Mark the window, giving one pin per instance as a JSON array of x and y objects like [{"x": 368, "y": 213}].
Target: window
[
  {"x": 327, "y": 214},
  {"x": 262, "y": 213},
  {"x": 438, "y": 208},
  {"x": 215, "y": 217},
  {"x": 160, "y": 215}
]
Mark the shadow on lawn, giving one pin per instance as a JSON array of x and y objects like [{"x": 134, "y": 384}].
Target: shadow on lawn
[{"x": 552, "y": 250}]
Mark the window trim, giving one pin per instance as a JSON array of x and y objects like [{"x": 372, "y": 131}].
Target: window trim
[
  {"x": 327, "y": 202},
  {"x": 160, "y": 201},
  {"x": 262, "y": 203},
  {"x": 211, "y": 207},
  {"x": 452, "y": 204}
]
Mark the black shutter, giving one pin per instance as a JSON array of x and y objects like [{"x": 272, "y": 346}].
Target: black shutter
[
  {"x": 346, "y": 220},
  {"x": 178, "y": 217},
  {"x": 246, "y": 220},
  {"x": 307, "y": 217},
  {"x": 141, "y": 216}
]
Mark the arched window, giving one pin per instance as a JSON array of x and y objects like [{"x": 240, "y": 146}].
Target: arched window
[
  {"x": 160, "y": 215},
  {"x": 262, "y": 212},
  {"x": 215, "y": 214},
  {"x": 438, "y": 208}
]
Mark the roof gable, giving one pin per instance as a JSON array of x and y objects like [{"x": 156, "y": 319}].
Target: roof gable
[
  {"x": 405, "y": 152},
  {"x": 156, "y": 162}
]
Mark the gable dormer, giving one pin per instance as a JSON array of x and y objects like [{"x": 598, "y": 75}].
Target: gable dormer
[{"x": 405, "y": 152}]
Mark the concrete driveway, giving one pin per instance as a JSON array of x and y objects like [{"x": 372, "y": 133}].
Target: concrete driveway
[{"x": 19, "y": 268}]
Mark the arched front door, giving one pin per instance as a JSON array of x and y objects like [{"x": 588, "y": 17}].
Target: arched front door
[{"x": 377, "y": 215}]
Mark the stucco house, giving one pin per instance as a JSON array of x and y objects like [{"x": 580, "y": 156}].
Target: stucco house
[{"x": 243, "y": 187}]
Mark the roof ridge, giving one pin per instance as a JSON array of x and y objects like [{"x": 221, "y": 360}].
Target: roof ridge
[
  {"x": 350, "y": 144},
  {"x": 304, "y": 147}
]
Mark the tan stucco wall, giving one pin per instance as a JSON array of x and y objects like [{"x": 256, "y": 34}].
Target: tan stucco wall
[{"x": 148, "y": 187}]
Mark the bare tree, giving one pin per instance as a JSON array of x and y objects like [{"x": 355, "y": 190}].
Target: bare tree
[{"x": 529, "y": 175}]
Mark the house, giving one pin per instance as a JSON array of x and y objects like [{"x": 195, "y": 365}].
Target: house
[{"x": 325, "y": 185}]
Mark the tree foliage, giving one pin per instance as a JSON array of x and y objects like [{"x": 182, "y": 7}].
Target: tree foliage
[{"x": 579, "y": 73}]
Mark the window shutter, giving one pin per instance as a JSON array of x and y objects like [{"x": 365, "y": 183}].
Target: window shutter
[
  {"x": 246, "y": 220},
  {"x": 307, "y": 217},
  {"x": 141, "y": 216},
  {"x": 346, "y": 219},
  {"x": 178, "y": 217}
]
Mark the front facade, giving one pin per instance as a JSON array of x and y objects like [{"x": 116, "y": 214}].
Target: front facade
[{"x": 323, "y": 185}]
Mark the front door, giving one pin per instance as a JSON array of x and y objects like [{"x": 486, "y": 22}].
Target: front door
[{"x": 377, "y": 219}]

▸ Task description
I'd like the lines above from the one with "Target: arched window" up to and including the one with "Mark the concrete" copied exactly, with no other lines.

▸ Result of this exercise
Target: arched window
[
  {"x": 160, "y": 215},
  {"x": 262, "y": 212},
  {"x": 215, "y": 214},
  {"x": 438, "y": 208}
]
Mark the roof gable, giving one pin per instance as a JSON array of x and y objects like [{"x": 156, "y": 319}].
Target: roof gable
[
  {"x": 405, "y": 152},
  {"x": 156, "y": 162}
]
Mark the gable dormer, giving one pin per instance as a JSON array of x and y objects like [{"x": 598, "y": 75}].
Target: gable dormer
[{"x": 405, "y": 152}]
Mark the concrete driveway, giving one pin per instance as a JSON array of x and y objects like [{"x": 372, "y": 133}].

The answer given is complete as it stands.